====== Excerpt
Neutrophils are important anti-microbial cells within the innate immune system. Recently, it has been shown that neutrophils can perform diverse functions, taking on both pro-inflammatory and pro-healing roles in response to tissue injury or insult. Dr. Siwicki's [Dale F. and Betty Ann Frey Fellow] goal is to understand how different neutrophil subtypes or states function to balance inflammatory versus regenerative processes, ultimately influencing tissue health and cancer. This work has the potential to uncover the basis of neutrophils' pro-tumor versus anti-tumor functions and could open the door to therapeutic targeting of specific neutrophil behaviors in order to improve clinical outcomes in cancer. Dr. Siwicki received her PhD from Harvard Medical School, Boston and ScB from Brown University, Providence.
============
Required work =
A. According to the text about neutrophil research, where did Dr. Siwicki receive her PhD?
B. Please output the part of the text about neutrophil research between "Neutrophils are important" and "Brown University, Providence.", inclusive.
The records that follow come from a different source than the text about neutrophil research.
====== Listed entries
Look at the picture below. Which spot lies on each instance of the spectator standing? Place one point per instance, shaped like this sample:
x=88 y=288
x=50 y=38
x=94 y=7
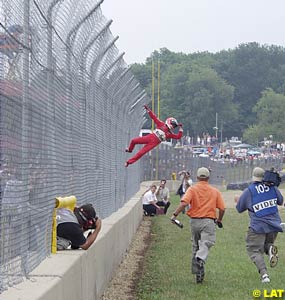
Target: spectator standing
x=261 y=200
x=185 y=184
x=204 y=200
x=163 y=196
x=149 y=201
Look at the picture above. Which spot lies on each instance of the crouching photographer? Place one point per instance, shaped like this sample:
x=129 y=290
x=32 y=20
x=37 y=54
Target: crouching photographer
x=72 y=225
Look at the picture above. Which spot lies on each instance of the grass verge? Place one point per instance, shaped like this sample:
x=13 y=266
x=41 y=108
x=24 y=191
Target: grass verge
x=229 y=272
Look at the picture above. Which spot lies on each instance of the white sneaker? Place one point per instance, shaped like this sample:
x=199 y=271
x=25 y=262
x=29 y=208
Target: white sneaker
x=265 y=278
x=273 y=258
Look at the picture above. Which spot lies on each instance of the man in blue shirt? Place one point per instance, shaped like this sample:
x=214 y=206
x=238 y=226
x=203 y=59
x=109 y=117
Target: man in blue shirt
x=261 y=200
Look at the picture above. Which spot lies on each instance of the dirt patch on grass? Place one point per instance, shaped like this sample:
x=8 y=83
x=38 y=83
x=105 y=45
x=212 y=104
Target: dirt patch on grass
x=125 y=279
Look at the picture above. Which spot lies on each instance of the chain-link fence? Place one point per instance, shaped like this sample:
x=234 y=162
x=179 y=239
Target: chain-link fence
x=68 y=107
x=166 y=162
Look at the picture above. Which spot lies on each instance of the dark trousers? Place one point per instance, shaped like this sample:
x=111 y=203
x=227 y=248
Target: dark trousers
x=164 y=205
x=150 y=209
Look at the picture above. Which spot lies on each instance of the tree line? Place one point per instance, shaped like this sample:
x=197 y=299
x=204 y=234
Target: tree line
x=245 y=86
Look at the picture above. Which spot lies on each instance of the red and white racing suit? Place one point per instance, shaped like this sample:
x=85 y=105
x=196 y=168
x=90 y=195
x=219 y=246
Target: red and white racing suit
x=160 y=134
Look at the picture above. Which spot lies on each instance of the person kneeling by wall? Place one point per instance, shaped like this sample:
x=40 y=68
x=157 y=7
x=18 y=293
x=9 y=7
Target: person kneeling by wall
x=71 y=226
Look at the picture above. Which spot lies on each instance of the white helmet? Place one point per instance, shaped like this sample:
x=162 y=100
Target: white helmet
x=171 y=123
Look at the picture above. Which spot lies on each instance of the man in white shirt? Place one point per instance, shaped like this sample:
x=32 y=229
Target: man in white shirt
x=162 y=195
x=149 y=201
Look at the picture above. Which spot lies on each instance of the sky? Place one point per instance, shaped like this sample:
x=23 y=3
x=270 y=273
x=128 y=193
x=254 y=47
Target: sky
x=190 y=26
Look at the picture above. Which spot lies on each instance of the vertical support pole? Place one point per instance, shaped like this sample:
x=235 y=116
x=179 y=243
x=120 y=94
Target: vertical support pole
x=152 y=93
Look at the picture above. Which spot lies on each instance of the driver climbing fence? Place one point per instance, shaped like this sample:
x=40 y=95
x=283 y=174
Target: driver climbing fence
x=67 y=99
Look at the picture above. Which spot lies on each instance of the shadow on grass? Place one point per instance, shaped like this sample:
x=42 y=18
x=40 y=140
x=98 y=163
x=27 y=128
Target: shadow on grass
x=229 y=272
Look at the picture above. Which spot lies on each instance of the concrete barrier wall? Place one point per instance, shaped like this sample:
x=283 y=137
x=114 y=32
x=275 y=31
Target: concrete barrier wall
x=83 y=275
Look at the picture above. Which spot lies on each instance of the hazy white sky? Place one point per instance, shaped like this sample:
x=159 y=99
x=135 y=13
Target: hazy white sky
x=193 y=25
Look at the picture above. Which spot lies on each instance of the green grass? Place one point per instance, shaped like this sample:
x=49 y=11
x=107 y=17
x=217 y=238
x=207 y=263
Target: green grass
x=229 y=272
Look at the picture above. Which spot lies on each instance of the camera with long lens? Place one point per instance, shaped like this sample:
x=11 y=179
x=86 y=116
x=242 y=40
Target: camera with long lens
x=271 y=178
x=90 y=224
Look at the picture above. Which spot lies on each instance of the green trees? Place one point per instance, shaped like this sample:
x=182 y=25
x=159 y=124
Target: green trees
x=270 y=118
x=235 y=83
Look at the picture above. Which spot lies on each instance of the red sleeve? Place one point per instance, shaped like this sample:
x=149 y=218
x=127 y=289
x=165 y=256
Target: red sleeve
x=155 y=118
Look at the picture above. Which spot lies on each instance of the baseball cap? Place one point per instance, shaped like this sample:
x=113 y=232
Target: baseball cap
x=257 y=174
x=203 y=173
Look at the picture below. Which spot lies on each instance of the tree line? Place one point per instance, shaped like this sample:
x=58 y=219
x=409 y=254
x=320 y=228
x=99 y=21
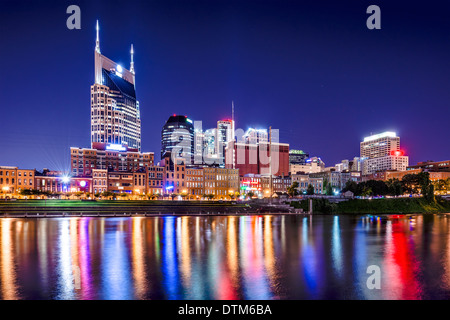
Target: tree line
x=410 y=184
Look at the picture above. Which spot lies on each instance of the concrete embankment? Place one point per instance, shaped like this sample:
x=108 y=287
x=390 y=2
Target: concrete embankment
============
Answers by item =
A. Harvard Medical School, Boston.

B.
Neutrophils are important anti-microbial cells within the innate immune system. Recently, it has been shown that neutrophils can perform diverse functions, taking on both pro-inflammatory and pro-healing roles in response to tissue injury or insult. Dr. Siwicki's [Dale F. and Betty Ann Frey Fellow] goal is to understand how different neutrophil subtypes or states function to balance inflammatory versus regenerative processes, ultimately influencing tissue health and cancer. This work has the potential to uncover the basis of neutrophils' pro-tumor versus anti-tumor functions and could open the door to therapeutic targeting of specific neutrophil behaviors in order to improve clinical outcomes in cancer. Dr. Siwicki received her PhD from Harvard Medical School, Boston and ScB from Brown University, Providence.